La mattina del 16 marzo 1978 Aldo Moro viene sequestrato dalle Brigate Rosse, dopo lo sterminio della sua scorta in via Fani.
La fuga delle tre auto con a bordo il presidente della DC viene osservata da alcuni testimoni fino all’altezza di un albero che di trovava al centro della carreggiata di via Massimi, nel quartiere Trionfale. Oltre quel riferimento topografico si perdono le tracce del convoglio brigatista. Proprio lì, in corrispondenza di quell’albero, c’è la svolta per raggiungere dopo poche centinaia di metri la Loyola University di Roma. E dove oggi si trova il campus della prestigiosa università gesuita americana, all’epoca si trovava un cantiere edile in fase di ultimazione: gli studenti, il corpo docente e il personale amministrativo si sarebbero trasferiti in quei locali a partire dalla fine dell’estate, in prossimità dell’inaugurazione del nuovo anno accademico.
L’ipotesi del cantiere della Loyola come prima prigione di Aldo Moro si basa su alcuni elementi convergenti, nessuno dei quali di per sé decisivo per cambiare un racconto sedimentato negli anni e confermato dalle sentenze dei processi.
Ma tutto cambia con un oggetto trovato nel covo di via Monte Nevoso 8 a Milano. Lì si trovava il quartier generale delle Brigate Rosse. Lì sono stati trovati il Memoriale di Aldo Moro e la copia delle sue preziose lettere, alcune recapitate altre invece mai arrivate ai loro destinatari.
Il covo fu scoperto il primo ottobre del 1978 grazie a un’operazione guidata dal generale Dalla Chiesa. In quel blitz furono arrestati i brigatisti Lauro Azzolini, Nadia Mantovani e Franco Bonisoli, membro del gruppo di fuoco che ha operato in via Fani.
Entrando nel covo dei brigatisti i Carabinieri trovano diversi oggetti, tutti accuratamente elencati nel loro verbale. Accanto al reperto numero 42 si legge: “Una borsa in tela rossa con su scritto ‘Loyola University Chicago’. Segue la descrizione del contenuto della borsa, costituito da scatole di medicinali utili per intervenire in caso di ferite da arma da fuoco, un vero e proprio kit di pronto soccorso con antibiotici generali, locali, laccio emostatico e siringa.
Mai e poi mai mi sarei aspettato di trovare il nome della università gesuita americana associato al più importante covo delle Brigate Rosse. La presenza di quella borsa ribalta chi abbia l’onere della prova: non è più compito mio giustificare l’ipotesi di un carcere di Moro presso l’università, ma è compito dei brigatisti spiegare cosa ci facesse quella borsa nel loro covo. Di certo non era un gadget reperibile facilmente. Oggi siamo abituati a questo tipo di merchandising, ma 47 anni fa non era così. Il contatto deve essere stato diretto, qualcuno dei brigatisti deve andato nella sede dell’università. E’ un elemento fattuale che collega direttamente i brigatisti all’università di Chicago.
La borsa in tela rossa, col logo della Loyola, apre un’inedita e sorprendente nuova pista di indagine sul caso Moro.

__Compito 1__.
Secondo il testo sul sequestro Moro, in quale data fu scoperto il covo di via Monte Nevoso 8 a Milano?
__Compito 2__.
Trascrivi parola per parola il passo del testo sul sequestro Moro che comincia con "L’ipotesi del cantiere" e termina con "operato in via Fani.".
__Compito 3__.
Elenca tutti i brigatisti che, secondo il testo sul sequestro Moro, furono arrestati nel blitz al covo di via Monte Nevoso.

(Dati di ancoraggio di oggetti in linguaggio naturale)
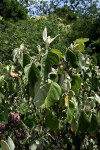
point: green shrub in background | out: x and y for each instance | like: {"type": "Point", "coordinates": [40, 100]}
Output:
{"type": "Point", "coordinates": [29, 32]}
{"type": "Point", "coordinates": [50, 99]}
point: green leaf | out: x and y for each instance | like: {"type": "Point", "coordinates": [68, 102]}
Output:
{"type": "Point", "coordinates": [47, 95]}
{"type": "Point", "coordinates": [51, 121]}
{"type": "Point", "coordinates": [1, 81]}
{"type": "Point", "coordinates": [11, 143]}
{"type": "Point", "coordinates": [58, 52]}
{"type": "Point", "coordinates": [71, 58]}
{"type": "Point", "coordinates": [32, 73]}
{"type": "Point", "coordinates": [52, 59]}
{"type": "Point", "coordinates": [79, 47]}
{"type": "Point", "coordinates": [22, 108]}
{"type": "Point", "coordinates": [66, 86]}
{"type": "Point", "coordinates": [26, 59]}
{"type": "Point", "coordinates": [81, 40]}
{"type": "Point", "coordinates": [76, 82]}
{"type": "Point", "coordinates": [5, 145]}
{"type": "Point", "coordinates": [30, 121]}
{"type": "Point", "coordinates": [93, 122]}
{"type": "Point", "coordinates": [33, 147]}
{"type": "Point", "coordinates": [83, 123]}
{"type": "Point", "coordinates": [81, 60]}
{"type": "Point", "coordinates": [70, 112]}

__Risposta 1__.
Il primo ottobre del 1978.

__Risposta 2__.
L’ipotesi del cantiere della Loyola come prima prigione di Aldo Moro si basa su alcuni elementi convergenti, nessuno dei quali di per sé decisivo per cambiare un racconto sedimentato negli anni e confermato dalle sentenze dei processi.
Ma tutto cambia con un oggetto trovato nel covo di via Monte Nevoso 8 a Milano. Lì si trovava il quartier generale delle Brigate Rosse. Lì sono stati trovati il Memoriale di Aldo Moro e la copia delle sue preziose lettere, alcune recapitate altre invece mai arrivate ai loro destinatari.
Il covo fu scoperto il primo ottobre del 1978 grazie a un’operazione guidata dal generale Dalla Chiesa. In quel blitz furono arrestati i brigatisti Lauro Azzolini, Nadia Mantovani e Franco Bonisoli, membro del gruppo di fuoco che ha operato in via Fani.

__Risposta 3__.
Lauro Azzolini, Nadia Mantovani, Franco Bonisoli